+++ TEXT SHOWN +++
Anticipating whether there will be enough orthopaedic surgeons to meet the musculoskeletal care needs of an aging population is challenging; different approaches have resulted in different conclusions. The need for physicians from various racial and ethnic groups who can serve those populations is also increasing, and some areas of medicine are doing a better job than others in attracting a diverse workforce.
According to AAOS Second Vice-President Joshua J. Jacobs, MD, a RAND study commissioned in 1995 was a departure from the usual method of determining workforce adequacy based on population. Using data from the AAOS orthopaedic census and the National Center for Health Statistics, the study estimated that the nation would have 4,000 more orthopaedic surgeons than needed in 2010. A Lewin Group study of indicators of a physician surplus, however, found that several indicators were not being reached.
By 2005, AAOS project teams were identifying possible workforce shortages, based on an analysis of physician numbers compared to the growing numbers of patients as “baby boomers” reached an age where orthopaedic care is more likely to be needed. But the following year, a Dartmouth study concluded that the focus should not be on how many physicians, but on what they do.
Although the AAOS has a long history of studying the orthopaedic workforce and has a unique and valuable database regarding the “supply side,” noted Dr. Jacobs, determining the “demand side” can be complex, tricky, and, depending on the model and assumptions, result in misleading conclusions. He called for continued surveillance, combined with improved modeling and population health data, to support more informed policy decisions
One way to “stretch” the physician workforce is to use nonphysician support staff. David Teuscher, MD, BOC chair, presented some “workforce alternatives,” including the establishment of a “musculoskeletal home” that would enable orthopaedic surgeons to spend more time in the operating room while other medical professionals handled nonsurgical treatment, chronic condition treatment, imaging, referral decisions, and rehabilitation.
He also outlined how providers, such as physician assistants, advanced practice nurses, physical therapists, and athletic trainers, could support an orthopaedic (nonsurgical) physician with specific musculoskeletal training.
Returning to the podium, Dr. Black reviewed other considerations, including the competency of nonorthopaedic providers, education funding, degree of and growth in specialization within orthopaedics, health disparities, hospital hiring, and curriculum issues. Federal funding for graduate medical education, he noted, is being threatened, which could have an impact on how medical professionals are educated. Healthcare disparities among racial and ethnic groups, particularly in the utilization of total hip and total knee arthroplasty and the management of metabolic bone disease, continue to be an issue.
+++
WORK REQUEST ::
Retype part of the orthopaedic workforce text. Begin at the words "Although the AAOS" and stop after "decisions, and rehabilitation.". The items aren't needed for this work.
+++ DATA FOR ANALYSIS +++
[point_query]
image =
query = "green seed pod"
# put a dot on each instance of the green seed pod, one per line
+++
+++ DATA FOR ANALYSIS +++
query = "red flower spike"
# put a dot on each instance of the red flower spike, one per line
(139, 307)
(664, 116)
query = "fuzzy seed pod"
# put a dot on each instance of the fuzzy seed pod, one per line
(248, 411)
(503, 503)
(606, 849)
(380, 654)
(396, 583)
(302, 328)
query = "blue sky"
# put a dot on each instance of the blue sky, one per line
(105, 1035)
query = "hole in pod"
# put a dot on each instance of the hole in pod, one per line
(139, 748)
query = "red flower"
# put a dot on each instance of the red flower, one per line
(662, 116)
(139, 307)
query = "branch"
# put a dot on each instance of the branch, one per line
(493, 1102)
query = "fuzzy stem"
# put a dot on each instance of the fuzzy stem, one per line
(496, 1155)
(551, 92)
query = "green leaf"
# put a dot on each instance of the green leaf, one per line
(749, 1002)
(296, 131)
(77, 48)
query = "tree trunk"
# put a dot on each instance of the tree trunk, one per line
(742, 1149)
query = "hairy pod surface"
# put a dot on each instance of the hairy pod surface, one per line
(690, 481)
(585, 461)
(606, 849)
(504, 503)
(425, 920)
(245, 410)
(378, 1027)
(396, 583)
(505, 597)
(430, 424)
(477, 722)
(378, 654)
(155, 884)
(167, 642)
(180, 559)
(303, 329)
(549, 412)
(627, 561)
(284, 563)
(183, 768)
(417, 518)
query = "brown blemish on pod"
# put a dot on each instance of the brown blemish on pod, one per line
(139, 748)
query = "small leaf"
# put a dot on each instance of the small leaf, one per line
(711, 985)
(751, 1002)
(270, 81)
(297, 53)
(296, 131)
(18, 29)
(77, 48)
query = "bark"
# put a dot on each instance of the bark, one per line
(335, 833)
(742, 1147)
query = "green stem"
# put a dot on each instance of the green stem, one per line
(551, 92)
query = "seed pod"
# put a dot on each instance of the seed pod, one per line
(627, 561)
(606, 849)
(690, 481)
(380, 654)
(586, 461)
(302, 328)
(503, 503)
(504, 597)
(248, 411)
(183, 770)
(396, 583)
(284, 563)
+++
+++ DATA FOR ANALYSIS +++
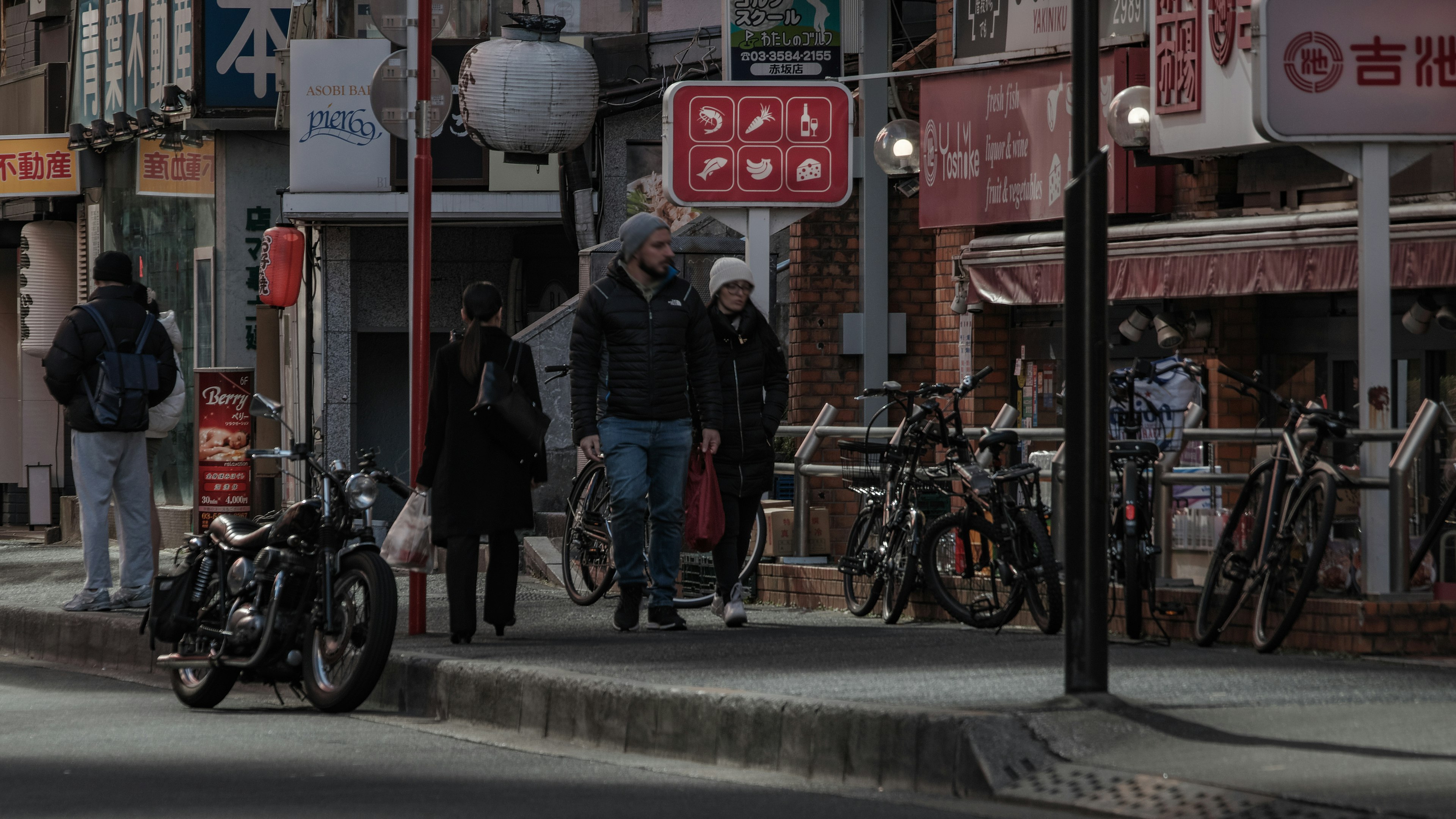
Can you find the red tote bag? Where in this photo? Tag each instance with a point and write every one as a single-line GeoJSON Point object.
+++
TASK SOLUTION ::
Although the AAOS has a long history of studying the orthopaedic workforce and has a unique and valuable database regarding the “supply side,” noted Dr. Jacobs, determining the “demand side” can be complex, tricky, and, depending on the model and assumptions, result in misleading conclusions. He called for continued surveillance, combined with improved modeling and population health data, to support more informed policy decisions
One way to “stretch” the physician workforce is to use nonphysician support staff. David Teuscher, MD, BOC chair, presented some “workforce alternatives,” including the establishment of a “musculoskeletal home” that would enable orthopaedic surgeons to spend more time in the operating room while other medical professionals handled nonsurgical treatment, chronic condition treatment, imaging, referral decisions, and rehabilitation.